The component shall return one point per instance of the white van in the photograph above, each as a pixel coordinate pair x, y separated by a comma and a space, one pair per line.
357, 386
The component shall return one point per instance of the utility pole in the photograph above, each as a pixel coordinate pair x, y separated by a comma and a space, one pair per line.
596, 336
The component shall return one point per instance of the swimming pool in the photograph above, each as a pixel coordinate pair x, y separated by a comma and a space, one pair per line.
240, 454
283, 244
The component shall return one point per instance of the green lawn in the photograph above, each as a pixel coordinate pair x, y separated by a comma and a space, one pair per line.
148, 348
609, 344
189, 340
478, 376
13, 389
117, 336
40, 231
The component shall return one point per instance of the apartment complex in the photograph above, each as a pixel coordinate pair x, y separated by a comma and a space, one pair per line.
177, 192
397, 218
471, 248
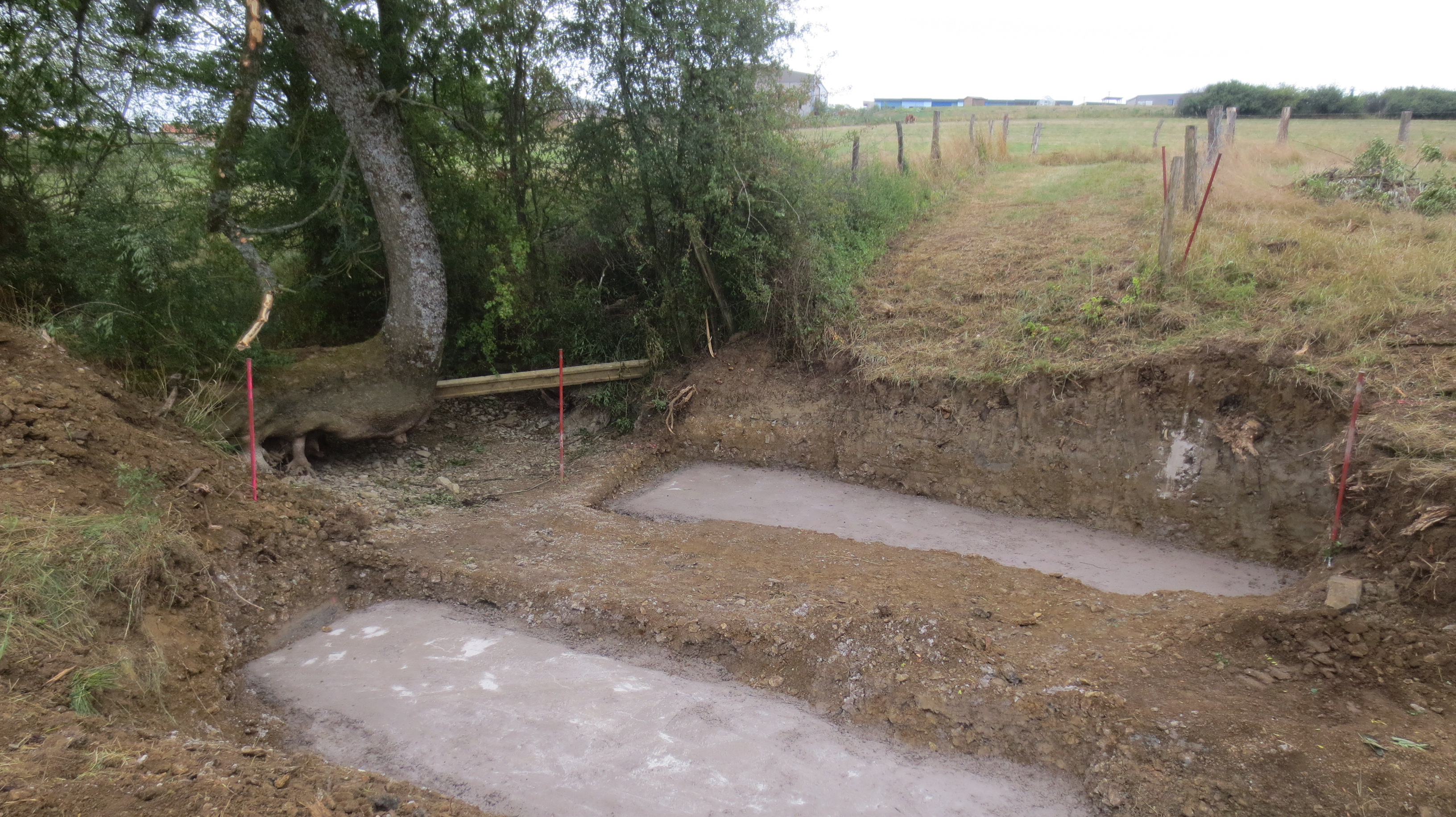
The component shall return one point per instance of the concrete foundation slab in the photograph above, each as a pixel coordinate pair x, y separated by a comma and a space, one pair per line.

* * * * * * *

• Instructions to follow: Would it be possible to give the material above again exactly, with the pictures left out?

• Answer to this exercise:
The component shall return one point per instance of the white van in the photograph above, each as a pixel coordinate pair x, y separated by a comma and a space, one pair per line.
357, 386
The component shall return one point per instance of the utility pole in the photograph above, each as a pixel coordinate pair x, y separated by a comma and a space, one pair per line.
596, 336
The component shall return one point per instance of the swimming pool in the photograph above, each as a pixel coordinate pair x, y separated by a comma and a space, one pair per line.
240, 454
283, 244
The component shall return one point per instance of the green lawn in the photograph above, each as a pixel coordinate pair x, y separated by a comma and a space, one pair per line.
148, 348
609, 344
189, 340
478, 376
13, 389
117, 336
40, 231
The component shall return one point per instance of the apartment complex in the photograph above, each as a pixel coordinate pair x, y separated by a comma and a space, one pair per line.
177, 192
397, 218
471, 248
The component shall return one point per instance of the concrete foundation slab in the photograph above, each as a pixel coordinate pair x, y separated by a comma and a space, one pair per line.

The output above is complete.